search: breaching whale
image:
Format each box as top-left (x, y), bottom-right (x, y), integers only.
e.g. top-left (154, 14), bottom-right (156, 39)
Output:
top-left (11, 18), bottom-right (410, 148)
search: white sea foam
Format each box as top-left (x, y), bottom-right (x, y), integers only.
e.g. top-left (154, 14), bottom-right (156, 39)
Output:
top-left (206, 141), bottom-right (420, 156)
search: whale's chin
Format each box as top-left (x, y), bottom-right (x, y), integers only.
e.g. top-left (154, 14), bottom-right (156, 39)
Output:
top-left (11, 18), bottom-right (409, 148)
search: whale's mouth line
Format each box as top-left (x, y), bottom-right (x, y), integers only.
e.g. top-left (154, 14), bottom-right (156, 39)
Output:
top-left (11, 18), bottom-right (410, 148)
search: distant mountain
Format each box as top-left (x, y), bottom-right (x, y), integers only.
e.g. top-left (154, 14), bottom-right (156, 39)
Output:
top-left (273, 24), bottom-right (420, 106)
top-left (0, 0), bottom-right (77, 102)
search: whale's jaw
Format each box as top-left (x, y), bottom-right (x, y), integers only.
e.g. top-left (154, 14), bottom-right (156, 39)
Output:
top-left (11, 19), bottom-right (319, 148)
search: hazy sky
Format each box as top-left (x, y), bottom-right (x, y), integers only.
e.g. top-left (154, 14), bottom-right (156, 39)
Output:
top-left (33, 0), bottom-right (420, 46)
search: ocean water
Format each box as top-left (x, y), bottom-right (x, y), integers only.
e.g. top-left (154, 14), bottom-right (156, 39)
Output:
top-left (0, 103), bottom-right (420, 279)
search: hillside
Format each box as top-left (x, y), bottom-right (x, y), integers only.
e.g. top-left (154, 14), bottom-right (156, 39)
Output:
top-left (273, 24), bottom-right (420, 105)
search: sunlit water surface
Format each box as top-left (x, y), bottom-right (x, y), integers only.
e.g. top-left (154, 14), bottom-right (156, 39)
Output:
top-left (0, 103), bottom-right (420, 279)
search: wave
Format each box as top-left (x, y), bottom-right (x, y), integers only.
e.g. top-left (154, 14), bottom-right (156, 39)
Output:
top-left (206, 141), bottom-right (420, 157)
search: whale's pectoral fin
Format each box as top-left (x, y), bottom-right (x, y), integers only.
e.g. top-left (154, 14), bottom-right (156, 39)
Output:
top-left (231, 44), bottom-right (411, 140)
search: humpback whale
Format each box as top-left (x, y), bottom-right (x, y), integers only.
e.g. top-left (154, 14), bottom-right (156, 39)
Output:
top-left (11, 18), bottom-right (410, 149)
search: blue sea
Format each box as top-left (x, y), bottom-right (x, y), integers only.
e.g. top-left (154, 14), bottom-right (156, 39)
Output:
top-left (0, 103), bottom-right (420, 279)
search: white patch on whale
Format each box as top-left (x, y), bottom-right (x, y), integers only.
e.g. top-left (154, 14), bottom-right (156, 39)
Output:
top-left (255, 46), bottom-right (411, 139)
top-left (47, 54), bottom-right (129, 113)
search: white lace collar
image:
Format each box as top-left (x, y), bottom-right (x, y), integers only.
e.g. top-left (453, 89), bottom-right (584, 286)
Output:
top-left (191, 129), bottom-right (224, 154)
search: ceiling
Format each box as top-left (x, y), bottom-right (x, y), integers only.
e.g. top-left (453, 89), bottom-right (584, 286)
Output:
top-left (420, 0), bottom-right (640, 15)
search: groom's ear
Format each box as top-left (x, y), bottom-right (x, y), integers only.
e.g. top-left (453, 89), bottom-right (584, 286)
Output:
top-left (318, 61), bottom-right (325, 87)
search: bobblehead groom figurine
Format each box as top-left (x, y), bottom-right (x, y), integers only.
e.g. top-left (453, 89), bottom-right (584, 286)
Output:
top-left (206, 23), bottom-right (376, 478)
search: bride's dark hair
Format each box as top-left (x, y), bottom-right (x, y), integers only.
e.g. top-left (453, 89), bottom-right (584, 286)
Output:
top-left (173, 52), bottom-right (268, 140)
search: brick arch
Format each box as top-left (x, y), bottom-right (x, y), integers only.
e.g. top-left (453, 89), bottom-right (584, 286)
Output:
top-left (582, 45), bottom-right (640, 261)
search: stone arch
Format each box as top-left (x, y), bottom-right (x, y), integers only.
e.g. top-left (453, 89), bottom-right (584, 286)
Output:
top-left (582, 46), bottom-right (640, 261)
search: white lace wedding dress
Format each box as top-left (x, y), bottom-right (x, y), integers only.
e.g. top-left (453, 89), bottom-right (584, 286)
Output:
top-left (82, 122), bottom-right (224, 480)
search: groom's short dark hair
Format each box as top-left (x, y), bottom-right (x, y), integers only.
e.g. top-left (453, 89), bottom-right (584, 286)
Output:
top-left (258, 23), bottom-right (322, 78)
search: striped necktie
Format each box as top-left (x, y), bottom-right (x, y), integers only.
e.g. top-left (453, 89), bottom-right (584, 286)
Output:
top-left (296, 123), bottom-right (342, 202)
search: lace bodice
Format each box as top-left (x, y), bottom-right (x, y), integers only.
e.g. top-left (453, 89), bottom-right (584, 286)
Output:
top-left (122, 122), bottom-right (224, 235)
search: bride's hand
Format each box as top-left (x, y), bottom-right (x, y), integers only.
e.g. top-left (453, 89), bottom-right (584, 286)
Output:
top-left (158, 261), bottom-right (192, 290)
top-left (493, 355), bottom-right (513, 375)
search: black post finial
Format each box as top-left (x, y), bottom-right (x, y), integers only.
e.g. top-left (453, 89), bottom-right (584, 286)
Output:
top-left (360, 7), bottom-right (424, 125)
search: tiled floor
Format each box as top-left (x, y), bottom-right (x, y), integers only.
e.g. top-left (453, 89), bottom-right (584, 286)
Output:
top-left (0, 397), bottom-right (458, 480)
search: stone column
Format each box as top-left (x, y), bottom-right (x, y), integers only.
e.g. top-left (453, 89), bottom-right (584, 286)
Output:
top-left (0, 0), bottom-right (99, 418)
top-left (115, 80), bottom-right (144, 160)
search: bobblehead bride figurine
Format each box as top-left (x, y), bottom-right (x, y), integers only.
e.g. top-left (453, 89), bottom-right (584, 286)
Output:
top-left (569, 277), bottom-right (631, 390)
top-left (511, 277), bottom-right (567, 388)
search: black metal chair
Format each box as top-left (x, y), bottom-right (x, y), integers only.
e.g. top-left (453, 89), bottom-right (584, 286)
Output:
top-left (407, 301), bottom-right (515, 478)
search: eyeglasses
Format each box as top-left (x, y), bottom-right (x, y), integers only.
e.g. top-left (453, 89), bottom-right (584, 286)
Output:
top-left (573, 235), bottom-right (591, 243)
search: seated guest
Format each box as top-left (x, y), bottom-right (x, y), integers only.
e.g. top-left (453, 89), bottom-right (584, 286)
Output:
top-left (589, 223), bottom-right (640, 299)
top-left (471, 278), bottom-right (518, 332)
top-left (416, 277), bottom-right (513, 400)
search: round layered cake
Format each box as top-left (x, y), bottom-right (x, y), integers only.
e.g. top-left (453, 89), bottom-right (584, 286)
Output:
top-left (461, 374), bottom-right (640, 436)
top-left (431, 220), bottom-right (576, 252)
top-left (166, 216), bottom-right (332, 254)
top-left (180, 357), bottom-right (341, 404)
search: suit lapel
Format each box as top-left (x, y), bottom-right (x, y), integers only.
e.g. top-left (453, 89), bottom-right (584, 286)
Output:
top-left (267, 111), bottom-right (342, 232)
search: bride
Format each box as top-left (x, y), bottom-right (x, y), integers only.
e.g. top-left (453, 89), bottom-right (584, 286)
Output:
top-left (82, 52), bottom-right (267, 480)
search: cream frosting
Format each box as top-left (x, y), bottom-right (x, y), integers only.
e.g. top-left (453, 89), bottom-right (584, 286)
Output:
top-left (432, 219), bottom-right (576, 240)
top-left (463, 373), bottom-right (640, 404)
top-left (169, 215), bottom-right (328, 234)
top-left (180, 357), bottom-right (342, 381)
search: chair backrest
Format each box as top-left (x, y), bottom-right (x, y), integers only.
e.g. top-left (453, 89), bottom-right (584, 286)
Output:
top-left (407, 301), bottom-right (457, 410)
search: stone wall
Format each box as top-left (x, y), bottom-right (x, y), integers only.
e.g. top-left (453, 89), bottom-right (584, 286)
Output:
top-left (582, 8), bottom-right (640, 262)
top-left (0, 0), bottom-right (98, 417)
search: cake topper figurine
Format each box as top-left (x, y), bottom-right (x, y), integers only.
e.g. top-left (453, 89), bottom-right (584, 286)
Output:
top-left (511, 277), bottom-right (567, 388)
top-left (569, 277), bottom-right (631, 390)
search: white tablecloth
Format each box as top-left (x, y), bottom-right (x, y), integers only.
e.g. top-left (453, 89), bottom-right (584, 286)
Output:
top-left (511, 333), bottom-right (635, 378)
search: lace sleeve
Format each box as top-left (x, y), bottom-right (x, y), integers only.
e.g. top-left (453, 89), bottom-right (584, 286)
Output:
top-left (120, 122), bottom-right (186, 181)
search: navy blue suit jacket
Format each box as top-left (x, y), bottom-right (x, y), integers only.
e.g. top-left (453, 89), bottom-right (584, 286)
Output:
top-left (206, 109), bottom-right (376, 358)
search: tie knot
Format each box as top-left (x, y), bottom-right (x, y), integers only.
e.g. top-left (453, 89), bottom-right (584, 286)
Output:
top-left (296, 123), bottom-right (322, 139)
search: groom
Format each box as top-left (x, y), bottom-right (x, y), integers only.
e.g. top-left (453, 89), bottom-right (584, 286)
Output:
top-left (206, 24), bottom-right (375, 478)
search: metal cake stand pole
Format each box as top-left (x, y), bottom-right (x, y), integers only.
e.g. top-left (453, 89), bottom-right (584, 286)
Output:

- - -

Give the lines exactly as they stand, from the line with "search: tie knot" through the end of the material.

(Full response):
search: tie knot
Format each box as top-left (x, y), bottom-right (x, y), integers only.
e.g. top-left (453, 89), bottom-right (584, 286)
Output:
top-left (296, 123), bottom-right (322, 139)
search: groom
Format each box as top-left (x, y), bottom-right (x, y), integers only.
e.g. top-left (453, 89), bottom-right (584, 286)
Output:
top-left (206, 24), bottom-right (375, 478)
search: metal cake stand pole
Format each box as top-left (x, y), bottom-right (x, y), integers only.
e.g. top-left (453, 89), bottom-right (584, 286)
Output:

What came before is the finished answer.